* [SUPPLIED PASSAGE]:
▼
Miscellaneous observations

In no particular order:

1) One of the phrases used during orientation was “Four seasons in one day.” It fits. Yesterday I walked to class in the morning in a sweater; went back to the room during a break in the afternoon (I needed a new pencil) in a T-shirt, and was sweltering; and went home after class in the sweater again, because it had gotten dark and chilly and the wind was nearly making it hard to walk.

2) We were also told that New Zealanders don’t do umbrellas, so I haven’t bought one. All the rain until today has been very light: so far, so good. This afternoon, though, it started pouring. Glad I didn’t have to go out.

3) The world is flat. NZ does not do hills. My mental map of the half-hour walk to the mall puts it on a slope, probably because similar walks in MD are up-and-down all the way, but this is nonsense. It’s board-flat all the way.

4) On a probably related note, I’ve noticed more people in wheelchairs, wearing leg braces, and using canes or other similar methods of support here than anywhere else I’ve ever been.

5) …darnit, the US changed the clocks, didn’t it? Just when I was getting the hang of counting by sixes to calculate the time difference, too.

March 11, 2009 at 4:22 pm 2 comments

I have a dreamsicle

Early on in any long trip, I always have a very vivid dream about going home. So when one hit last night, it was right on schedule.

It covered everything: Mom driving me home from the airport, getting ready to take a bath in an actual bathtub, even the amazing first episode of The Daily Show I got to see at home. In fact, the episode was so awesome that I wondered if I were dreaming, so I went to check it online. Sure enough, the clip was still there, all details intact.

Then I started thinking. Sure, I knew the semester in Canterbury was going to be a short one. But I only remembered classes meeting once.

And then I woke up.

But I promised you a post about food, didn’t I?

___

There are a couple of supermarkets and quite a few dairies (convenience stores) right off campus, but a brisk half-hour walk away is the mall (currently one floor, though the next level is under construction) with the Pak’n Save.

Pak’n Save’s motto, and entire selling point is “New Zealand’s Lowest Food Prices”, which they achieve in part by not spending any money on frills. Like expensive advertising. Or shelves. Most of the products are stacked in yellow metal industrial frames, or just piled in the cardboard boxes they came in.

But the food itself doesn’t seem to suffer, just cost less. A whole loaf of bread for under NZ$2! A 1.5-liter bottle of fruit drink for $NZ0.95! I haven’t managed to spend more than NZ$30 on any trip yet.

Along with the staples (lots and lots of bread and fresh fruit), I’m trying to sample New Zealand-y things. When we got lunch at the Christchurch airport and everyone else was reaching for the water, I sprang for a bottle of ginger beer, in part because the label touted it as “a great New Zealand tradition”. (“Is that real beer?” asked one of my companions nervously. No, it’s the same idea as ginger ale. Only more ginger-y.)
▲
* [EXERCISE INSTRUCTIONS]:
- a) In the post about life in New Zealand, condense the paragraph beginning "Pak’n Save’s motto" into a short bulleted list of its main facts.
- b) Copy out the listing below, beginning at the line that contains "If you could locate the palm" and stopping after the final line of the listing.

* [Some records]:
▼
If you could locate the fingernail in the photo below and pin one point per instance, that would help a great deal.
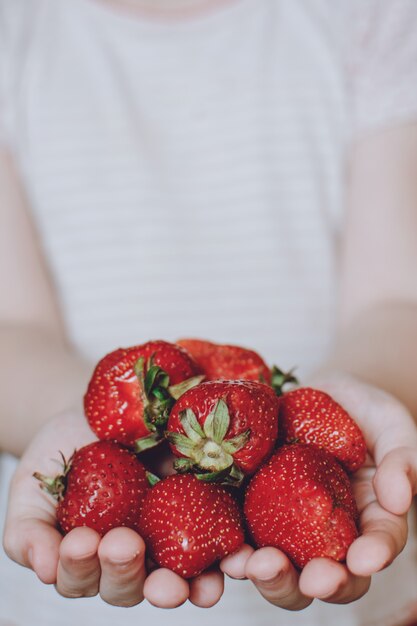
(127, 560)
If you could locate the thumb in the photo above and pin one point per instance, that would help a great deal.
(33, 543)
(395, 481)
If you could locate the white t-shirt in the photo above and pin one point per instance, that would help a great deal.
(187, 178)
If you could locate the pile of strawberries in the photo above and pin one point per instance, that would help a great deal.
(252, 462)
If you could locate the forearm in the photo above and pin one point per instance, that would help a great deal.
(41, 376)
(380, 347)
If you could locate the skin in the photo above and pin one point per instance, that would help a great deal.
(369, 370)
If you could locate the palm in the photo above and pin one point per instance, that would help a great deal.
(383, 490)
(82, 563)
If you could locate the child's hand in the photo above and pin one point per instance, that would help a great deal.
▲
* [EXPECTED RESPONSES]:
- a)
- Pak’n Save’s motto and whole selling point is “New Zealand’s Lowest Food Prices.”
- It keeps prices low partly by spending no money on frills, such as expensive advertising or shelves.
- Most products sit in yellow metal industrial frames or stay piled in the cardboard boxes they arrived in.

- b)
If you could locate the palm in the photo above and pin one point per instance, that would help a great deal.
(383, 490)
(82, 563)
If you could locate the child's hand in the photo above and pin one point per instance, that would help a great deal.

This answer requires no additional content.